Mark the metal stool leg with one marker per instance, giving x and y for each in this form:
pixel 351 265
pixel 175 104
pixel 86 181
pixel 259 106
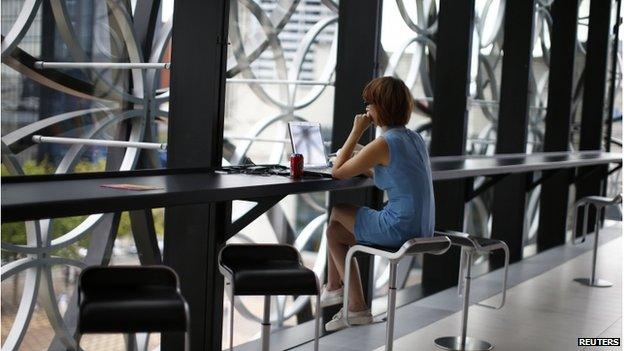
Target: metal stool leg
pixel 391 306
pixel 464 343
pixel 266 324
pixel 317 321
pixel 77 338
pixel 592 280
pixel 231 316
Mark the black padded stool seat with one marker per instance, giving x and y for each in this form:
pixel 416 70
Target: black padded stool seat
pixel 267 269
pixel 602 200
pixel 130 299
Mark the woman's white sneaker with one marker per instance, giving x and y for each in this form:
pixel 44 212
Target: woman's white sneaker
pixel 355 318
pixel 330 298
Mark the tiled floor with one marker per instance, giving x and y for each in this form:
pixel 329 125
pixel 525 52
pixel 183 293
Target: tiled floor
pixel 545 309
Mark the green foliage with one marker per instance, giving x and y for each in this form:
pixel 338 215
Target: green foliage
pixel 15 233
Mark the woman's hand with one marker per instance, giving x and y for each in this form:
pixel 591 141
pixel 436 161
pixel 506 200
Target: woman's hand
pixel 361 122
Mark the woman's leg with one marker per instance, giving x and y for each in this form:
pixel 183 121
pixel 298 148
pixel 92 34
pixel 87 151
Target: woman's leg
pixel 334 282
pixel 339 238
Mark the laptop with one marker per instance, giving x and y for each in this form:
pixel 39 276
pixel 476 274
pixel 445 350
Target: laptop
pixel 306 139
========
Give again, exactly, the lines starting at the first entry above and ending at the line with "pixel 416 70"; please leave pictures out.

Output for this exercise:
Mark the metal stool leg with one marker per instance, giving x and y for each in this form:
pixel 351 265
pixel 175 104
pixel 86 181
pixel 259 106
Target: metal stool leg
pixel 391 306
pixel 464 343
pixel 266 324
pixel 317 321
pixel 77 338
pixel 592 280
pixel 231 316
Mark the black padded stool seat with one marker per instance, giving x and y for each in this form:
pixel 416 70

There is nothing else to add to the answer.